EXTRACT
===============

The project aims to identify the most affecting natural events on health and economy of the US. The first aim was operationalized as the top 10 most injurious and fatal events existing in the dataset, while the second aim was operationalized as the top 10 most costly events that caused property and monetory crop damage.
I already have .csv file required for my analysis in my working directory. So loading the datafromt eh csv file into the R. I had to unzip the file manually and then load it. It took lots of unending time for the bz2 to load
data <- read.csv("repdata_data_StormData.csv")
Thus subseting the required content needed to solve both of our questions and make our processing faster
#make a new dataset with a column that only contains the un-frequented (i.e. unique) event types.
smallerdata <- data.frame(EVS=unique(data$EVTYPE))
#add a column that is the sum of all fatalities caused by the event
smallerdata$FATALITIES <- tapply(data$FATALITIES, data$EVTYPE , sum)[smallerdata$EVS]
#add a column that is the sum of all injuries caused by the event
smallerdata$INJ <- tapply(data$INJURIES, data$EVTYPE , sum)[smallerdata$EVS]
#add a column that is the sum of injuries and fatalities caused by the event
smallerdata$totalhealthissues <- smallerdata$INJ + smallerdata$FATALITIES
#add a column that is the sum of all property damage costs (in Thousand dollars) caused by the event
smallerdata$PROPDMG <- (tapply(data$PROPDMG, data$EVTYPE , sum)[smallerdata$EVS])/1000
#add a column that is the sum of all crop damage costs (in Thousand dollars) caused by the event
smallerdata$CROPDMG <- (tapply(data$CROPDMG, data$EVTYPE , sum)[smallerdata$EVS])/1000
#add a column that is the sum of poperty damage costs and crop damage costs caused by the event (in Thousand $)
smallerdata$totalcosts <- smallerdata$PROPDMG + smallerdata$CROPDMG
Now that we have extracted our datasets lets start analyzing it Drawing a boxplot for number of fatalities and injuries for each event shows us some very effective outliers, without which, the dataset would relatively have low dispersion.
boxplot (smallerdata$FATALITIES, smallerdata$INJ)
Since the outliers does not have much differnce, I ignore them and move forward with my analysis.
Lets take out the top 10 most fatal events along with the top 10 most injurious events
#loading the required libraries
library(ggplot2)
## Warning: package 'ggplot2' was built under R version 3.6.1
library(reshape)
## Warning: package 'reshape' was built under R version 3.6.1
#returns the top 10 most fatal events
mostfatal <- head(smallerdata[order(smallerdata$FATALITIES, decreasing= TRUE), ], 10)
#returns the top 10 most injurous events
mostinj <- head(smallerdata[order(smallerdata$INJ, decreasing= TRUE), ], 10)
#returns the top 10 most impactful events on health (i.e. fatalities + injuries)

===============

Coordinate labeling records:
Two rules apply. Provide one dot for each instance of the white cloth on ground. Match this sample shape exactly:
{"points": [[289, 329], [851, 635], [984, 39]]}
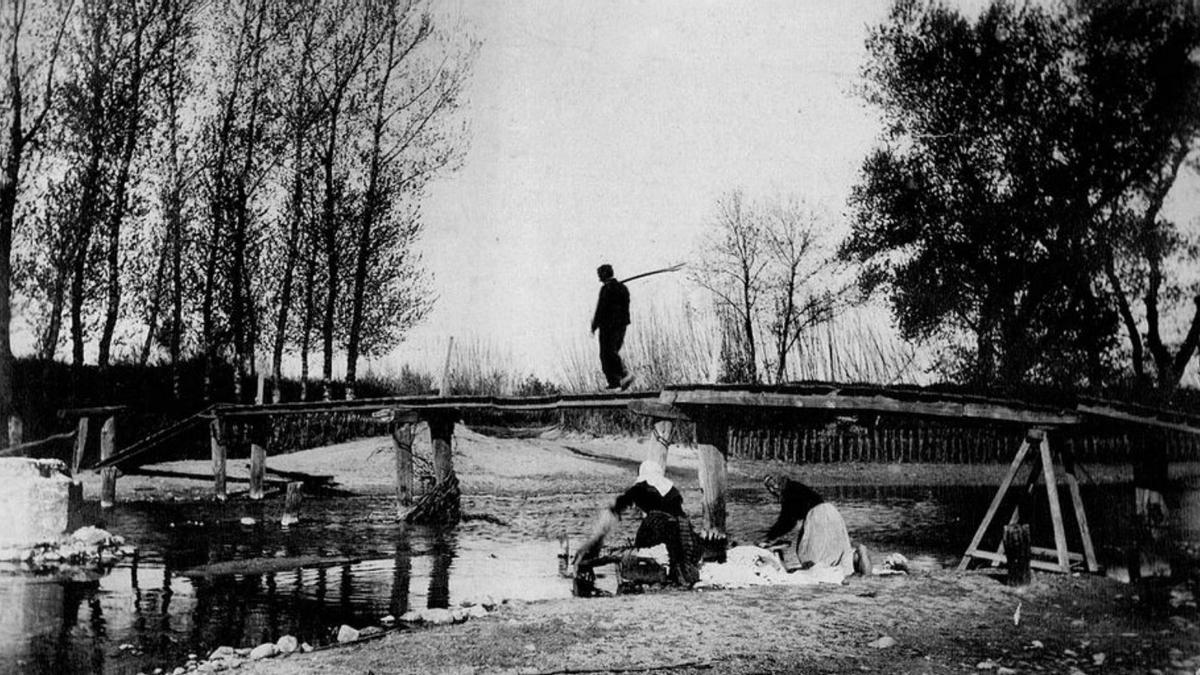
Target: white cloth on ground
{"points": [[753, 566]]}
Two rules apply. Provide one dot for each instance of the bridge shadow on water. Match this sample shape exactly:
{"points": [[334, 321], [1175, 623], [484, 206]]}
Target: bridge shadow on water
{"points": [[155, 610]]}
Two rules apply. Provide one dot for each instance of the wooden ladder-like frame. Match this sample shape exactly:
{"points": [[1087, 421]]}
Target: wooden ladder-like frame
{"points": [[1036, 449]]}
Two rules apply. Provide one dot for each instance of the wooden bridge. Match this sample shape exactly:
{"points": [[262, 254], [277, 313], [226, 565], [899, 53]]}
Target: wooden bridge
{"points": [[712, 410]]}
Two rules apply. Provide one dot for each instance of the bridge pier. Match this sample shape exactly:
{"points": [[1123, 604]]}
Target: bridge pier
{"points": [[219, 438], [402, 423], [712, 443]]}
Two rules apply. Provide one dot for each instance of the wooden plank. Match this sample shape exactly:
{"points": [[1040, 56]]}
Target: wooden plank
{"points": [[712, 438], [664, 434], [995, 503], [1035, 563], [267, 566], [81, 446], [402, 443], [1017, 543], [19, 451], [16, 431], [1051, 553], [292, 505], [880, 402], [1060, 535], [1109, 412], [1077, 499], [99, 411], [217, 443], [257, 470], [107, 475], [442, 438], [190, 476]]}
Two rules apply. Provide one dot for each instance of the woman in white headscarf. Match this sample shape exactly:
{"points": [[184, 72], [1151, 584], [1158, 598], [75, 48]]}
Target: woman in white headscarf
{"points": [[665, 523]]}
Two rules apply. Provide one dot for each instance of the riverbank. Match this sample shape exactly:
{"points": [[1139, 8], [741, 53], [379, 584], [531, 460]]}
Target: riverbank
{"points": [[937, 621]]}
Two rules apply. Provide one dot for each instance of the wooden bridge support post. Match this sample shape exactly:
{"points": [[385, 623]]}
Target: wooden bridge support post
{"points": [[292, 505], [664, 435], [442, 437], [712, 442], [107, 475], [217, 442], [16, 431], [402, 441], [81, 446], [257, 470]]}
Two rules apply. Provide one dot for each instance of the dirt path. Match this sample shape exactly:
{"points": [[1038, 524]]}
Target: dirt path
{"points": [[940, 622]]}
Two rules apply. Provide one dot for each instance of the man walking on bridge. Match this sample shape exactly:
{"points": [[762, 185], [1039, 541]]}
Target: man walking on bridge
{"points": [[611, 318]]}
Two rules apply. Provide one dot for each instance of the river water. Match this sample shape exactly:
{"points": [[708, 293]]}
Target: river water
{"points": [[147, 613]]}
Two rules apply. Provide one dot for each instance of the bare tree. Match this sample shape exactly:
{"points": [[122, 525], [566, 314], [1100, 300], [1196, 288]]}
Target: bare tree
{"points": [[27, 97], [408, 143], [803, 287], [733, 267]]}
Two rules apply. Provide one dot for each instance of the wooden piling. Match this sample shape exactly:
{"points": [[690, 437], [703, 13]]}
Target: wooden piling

===============

WHAT IS NEEDED
Rewrite the storm data write-up between "Since the outliers" and "library(reshape)", inclusive, updating "analysis" to "study" wherever it occurs.

SOLUTION
Since the outliers does not have much differnce, I ignore them and move forward with my study.
Lets take out the top 10 most fatal events along with the top 10 most injurious events
#loading the required libraries
library(ggplot2)
## Warning: package 'ggplot2' was built under R version 3.6.1
library(reshape)